下にある函館市のプレミアム付き商品券の記事を、全部そのまま一字も変えずに書き写してください。

■ **抜き出した文章**:

────────────────────

2009年2月20日(金)掲載

◎函館市もプレミアム付き商品券発行へ

 函館市の西尾正範市長は19日、経済界と協力してプレミアム付き商品券を発行する考えを明らかにした。開港150周年に合わせ、市が10%、経済界が5%を負担する案があり、1000円で1150円分の買い物ができる。西尾市長は丸井今井の存続問題浮上から、多様な策で地域の商店街を守る考えを重ねて示した。

 同日行われた市議会公明党の要望に対して答えた。瀬尾保雄団長が「経済活性化を目指し、全国的に定額給付金と合わせて独自のプレミアム付き商品券を発行する動きがある。市も検討してほしい」と要請。西尾市長も「実施する方向で検討したい。“元気になろう商店街”などのキャッチフレーズをどう考えるか、協賛店の募集はどうするかなどを経済界と協議して決めたい」と答えた。

 市によると、今後、函館商工会議所と亀田商工会、東商工会、函館市商店街連盟の5者で検討を進め、プレミアムの比率、発行額、協賛店の目標などを協議する。西尾市長は「定額給付金と合わせ、4月ごろの発行を目指し、関連経費は新年度予算案に追加したい」と話している。函館商工会議所も「市から実施の意向は聞いている。詳細はこれから協議するが、協力して対応したい」と語る。

 プレミアム付き商品券は、地元商店街での購買促進を図る目的で、渡島管内では七飯町で発行を計画している。七飯町の場合、町商工会が地域限定で発行しているななえアップル商品券に町の予算で2割のプレミアムを付け、1万円で1万2000円分の買い物ができるようにする。1万円で5000セットを予定。市議会公明党によると、道内では札幌市や根室市、釧路管内標茶町、後志管内倶知安町をはじめ多くの自治体で計画が進んでいる。

────────────────────

■ **データ部分**:

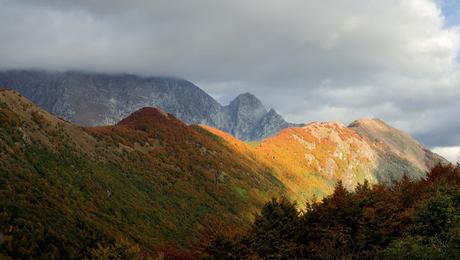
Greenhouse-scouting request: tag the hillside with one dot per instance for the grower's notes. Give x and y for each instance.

────────────────────

■ **練習の答え**:
2009年2月20日(金)掲載

◎函館市もプレミアム付き商品券発行へ

 函館市の西尾正範市長は19日、経済界と協力してプレミアム付き商品券を発行する考えを明らかにした。開港150周年に合わせ、市が10%、経済界が5%を負担する案があり、1000円で1150円分の買い物ができる。西尾市長は丸井今井の存続問題浮上から、多様な策で地域の商店街を守る考えを重ねて示した。

 同日行われた市議会公明党の要望に対して答えた。瀬尾保雄団長が「経済活性化を目指し、全国的に定額給付金と合わせて独自のプレミアム付き商品券を発行する動きがある。市も検討してほしい」と要請。西尾市長も「実施する方向で検討したい。“元気になろう商店街”などのキャッチフレーズをどう考えるか、協賛店の募集はどうするかなどを経済界と協議して決めたい」と答えた。

 市によると、今後、函館商工会議所と亀田商工会、東商工会、函館市商店街連盟の5者で検討を進め、プレミアムの比率、発行額、協賛店の目標などを協議する。西尾市長は「定額給付金と合わせ、4月ごろの発行を目指し、関連経費は新年度予算案に追加したい」と話している。函館商工会議所も「市から実施の意向は聞いている。詳細はこれから協議するが、協力して対応したい」と語る。

 プレミアム付き商品券は、地元商店街での購買促進を図る目的で、渡島管内では七飯町で発行を計画している。七飯町の場合、町商工会が地域限定で発行しているななえアップル商品券に町の予算で2割のプレミアムを付け、1万円で1万2000円分の買い物ができるようにする。1万円で5000セットを予定。市議会公明党によると、道内では札幌市や根室市、釧路管内標茶町、後志管内倶知安町をはじめ多くの自治体で計画が進んでいる。